**About this exercise:**
Copy out each line of the material that contains the string "positive", treating uppercase and lowercase as different.

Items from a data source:
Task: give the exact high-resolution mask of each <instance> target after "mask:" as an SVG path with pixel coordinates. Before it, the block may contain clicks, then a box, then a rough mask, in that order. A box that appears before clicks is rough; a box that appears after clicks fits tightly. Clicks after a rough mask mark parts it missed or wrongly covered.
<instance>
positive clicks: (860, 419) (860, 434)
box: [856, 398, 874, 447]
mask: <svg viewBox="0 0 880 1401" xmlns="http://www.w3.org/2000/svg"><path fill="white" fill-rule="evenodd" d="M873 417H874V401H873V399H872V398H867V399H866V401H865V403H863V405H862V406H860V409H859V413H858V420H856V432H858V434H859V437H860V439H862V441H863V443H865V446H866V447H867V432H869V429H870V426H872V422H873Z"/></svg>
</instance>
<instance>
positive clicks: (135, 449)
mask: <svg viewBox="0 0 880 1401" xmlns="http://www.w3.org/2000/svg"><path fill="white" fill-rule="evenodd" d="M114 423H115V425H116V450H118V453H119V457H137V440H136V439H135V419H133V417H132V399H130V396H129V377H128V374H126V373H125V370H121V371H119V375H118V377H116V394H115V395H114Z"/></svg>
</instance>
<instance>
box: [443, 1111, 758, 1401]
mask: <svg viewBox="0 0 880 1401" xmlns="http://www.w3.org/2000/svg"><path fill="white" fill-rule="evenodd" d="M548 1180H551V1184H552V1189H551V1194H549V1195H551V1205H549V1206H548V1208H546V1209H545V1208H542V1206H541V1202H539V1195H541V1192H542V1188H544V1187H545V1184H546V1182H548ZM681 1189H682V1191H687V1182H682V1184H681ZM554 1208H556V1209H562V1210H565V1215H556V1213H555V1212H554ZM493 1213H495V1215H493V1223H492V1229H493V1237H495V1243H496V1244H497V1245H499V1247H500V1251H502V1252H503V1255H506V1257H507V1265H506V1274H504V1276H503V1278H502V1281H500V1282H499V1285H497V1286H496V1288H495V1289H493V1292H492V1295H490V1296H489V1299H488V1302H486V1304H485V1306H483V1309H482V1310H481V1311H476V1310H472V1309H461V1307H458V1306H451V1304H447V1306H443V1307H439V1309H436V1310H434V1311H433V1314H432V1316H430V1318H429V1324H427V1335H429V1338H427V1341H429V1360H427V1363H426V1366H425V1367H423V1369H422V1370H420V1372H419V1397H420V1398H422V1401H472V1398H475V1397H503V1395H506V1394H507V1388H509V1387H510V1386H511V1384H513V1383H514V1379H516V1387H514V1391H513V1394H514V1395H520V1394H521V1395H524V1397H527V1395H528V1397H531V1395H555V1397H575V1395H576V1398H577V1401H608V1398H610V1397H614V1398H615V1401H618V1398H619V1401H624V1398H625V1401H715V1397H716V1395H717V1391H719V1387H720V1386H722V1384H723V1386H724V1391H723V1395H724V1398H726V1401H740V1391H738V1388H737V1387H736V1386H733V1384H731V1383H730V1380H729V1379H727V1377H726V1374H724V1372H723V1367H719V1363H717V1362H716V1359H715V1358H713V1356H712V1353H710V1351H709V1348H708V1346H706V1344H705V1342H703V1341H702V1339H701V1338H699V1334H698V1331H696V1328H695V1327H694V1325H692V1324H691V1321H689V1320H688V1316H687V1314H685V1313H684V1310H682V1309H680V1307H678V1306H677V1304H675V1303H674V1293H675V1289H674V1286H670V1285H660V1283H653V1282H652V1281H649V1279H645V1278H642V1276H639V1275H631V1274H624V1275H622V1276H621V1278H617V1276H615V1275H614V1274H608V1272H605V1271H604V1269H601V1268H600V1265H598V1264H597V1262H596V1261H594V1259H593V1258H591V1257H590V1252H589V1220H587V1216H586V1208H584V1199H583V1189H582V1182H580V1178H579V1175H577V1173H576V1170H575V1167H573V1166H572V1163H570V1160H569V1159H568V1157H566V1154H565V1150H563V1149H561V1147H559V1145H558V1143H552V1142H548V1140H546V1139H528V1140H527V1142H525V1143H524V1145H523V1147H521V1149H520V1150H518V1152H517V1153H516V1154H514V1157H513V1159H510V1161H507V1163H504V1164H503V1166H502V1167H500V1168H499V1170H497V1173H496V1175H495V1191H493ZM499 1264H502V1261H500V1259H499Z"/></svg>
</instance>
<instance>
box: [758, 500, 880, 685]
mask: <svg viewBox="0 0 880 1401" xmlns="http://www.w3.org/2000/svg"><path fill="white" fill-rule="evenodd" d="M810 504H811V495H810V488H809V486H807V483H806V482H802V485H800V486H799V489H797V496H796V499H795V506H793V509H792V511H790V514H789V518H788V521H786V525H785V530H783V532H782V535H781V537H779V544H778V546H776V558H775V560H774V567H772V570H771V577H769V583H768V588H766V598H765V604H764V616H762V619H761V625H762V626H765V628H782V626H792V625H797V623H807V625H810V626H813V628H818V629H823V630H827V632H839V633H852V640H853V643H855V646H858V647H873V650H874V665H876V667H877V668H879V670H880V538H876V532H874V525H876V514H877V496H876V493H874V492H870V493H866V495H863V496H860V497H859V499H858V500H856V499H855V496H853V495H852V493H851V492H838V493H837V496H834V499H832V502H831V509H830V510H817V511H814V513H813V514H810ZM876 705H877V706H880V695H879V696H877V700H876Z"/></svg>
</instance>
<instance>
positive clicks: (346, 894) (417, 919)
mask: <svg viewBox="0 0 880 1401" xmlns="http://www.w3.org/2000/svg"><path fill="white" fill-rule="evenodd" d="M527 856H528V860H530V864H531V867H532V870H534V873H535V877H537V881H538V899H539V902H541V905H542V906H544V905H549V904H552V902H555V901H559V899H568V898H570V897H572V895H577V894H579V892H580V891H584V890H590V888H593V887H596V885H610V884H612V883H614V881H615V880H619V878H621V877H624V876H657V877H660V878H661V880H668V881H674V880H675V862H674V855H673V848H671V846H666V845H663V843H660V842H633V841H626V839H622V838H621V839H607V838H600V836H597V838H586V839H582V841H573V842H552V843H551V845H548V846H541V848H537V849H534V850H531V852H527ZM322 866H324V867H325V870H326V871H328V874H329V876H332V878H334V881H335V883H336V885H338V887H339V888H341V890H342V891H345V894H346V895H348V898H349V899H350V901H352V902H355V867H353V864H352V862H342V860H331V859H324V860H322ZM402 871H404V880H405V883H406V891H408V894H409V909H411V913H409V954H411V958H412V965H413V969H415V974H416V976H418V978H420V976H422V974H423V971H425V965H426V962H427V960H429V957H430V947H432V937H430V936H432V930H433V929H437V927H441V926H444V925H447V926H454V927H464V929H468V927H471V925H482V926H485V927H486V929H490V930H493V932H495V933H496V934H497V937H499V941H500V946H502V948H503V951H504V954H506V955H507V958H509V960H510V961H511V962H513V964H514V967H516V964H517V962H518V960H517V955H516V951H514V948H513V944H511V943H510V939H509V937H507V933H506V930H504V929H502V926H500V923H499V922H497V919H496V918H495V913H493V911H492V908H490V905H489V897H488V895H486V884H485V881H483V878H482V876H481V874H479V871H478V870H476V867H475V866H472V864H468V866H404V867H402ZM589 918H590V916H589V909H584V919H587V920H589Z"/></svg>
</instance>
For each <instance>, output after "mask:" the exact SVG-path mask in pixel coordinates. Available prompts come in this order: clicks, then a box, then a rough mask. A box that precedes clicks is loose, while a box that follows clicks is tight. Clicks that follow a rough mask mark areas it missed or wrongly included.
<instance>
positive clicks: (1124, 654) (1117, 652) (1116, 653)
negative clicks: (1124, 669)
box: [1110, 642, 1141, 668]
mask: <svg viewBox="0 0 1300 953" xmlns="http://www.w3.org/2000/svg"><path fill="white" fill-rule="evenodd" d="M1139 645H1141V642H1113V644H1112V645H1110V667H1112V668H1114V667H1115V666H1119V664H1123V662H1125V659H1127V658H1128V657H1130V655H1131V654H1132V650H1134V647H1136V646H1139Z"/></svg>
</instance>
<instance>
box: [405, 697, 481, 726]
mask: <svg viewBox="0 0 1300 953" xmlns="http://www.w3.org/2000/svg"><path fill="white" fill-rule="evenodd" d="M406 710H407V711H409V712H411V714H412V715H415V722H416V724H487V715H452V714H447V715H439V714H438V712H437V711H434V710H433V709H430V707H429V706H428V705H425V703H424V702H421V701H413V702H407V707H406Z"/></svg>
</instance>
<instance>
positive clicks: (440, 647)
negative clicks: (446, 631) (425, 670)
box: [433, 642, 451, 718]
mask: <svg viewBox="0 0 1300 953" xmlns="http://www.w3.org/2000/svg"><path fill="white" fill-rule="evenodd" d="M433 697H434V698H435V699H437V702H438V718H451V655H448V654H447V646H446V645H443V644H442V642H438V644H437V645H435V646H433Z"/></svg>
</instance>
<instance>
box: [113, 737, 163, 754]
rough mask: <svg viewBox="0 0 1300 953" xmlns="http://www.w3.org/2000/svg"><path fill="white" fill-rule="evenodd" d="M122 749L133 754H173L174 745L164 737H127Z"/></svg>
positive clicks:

**Exercise solution:**
positive clicks: (860, 419) (860, 434)
positive clicks: (135, 449)
positive clicks: (346, 894) (417, 919)
positive clicks: (1124, 654) (1117, 652) (1116, 653)
positive clicks: (440, 647)
positive clicks:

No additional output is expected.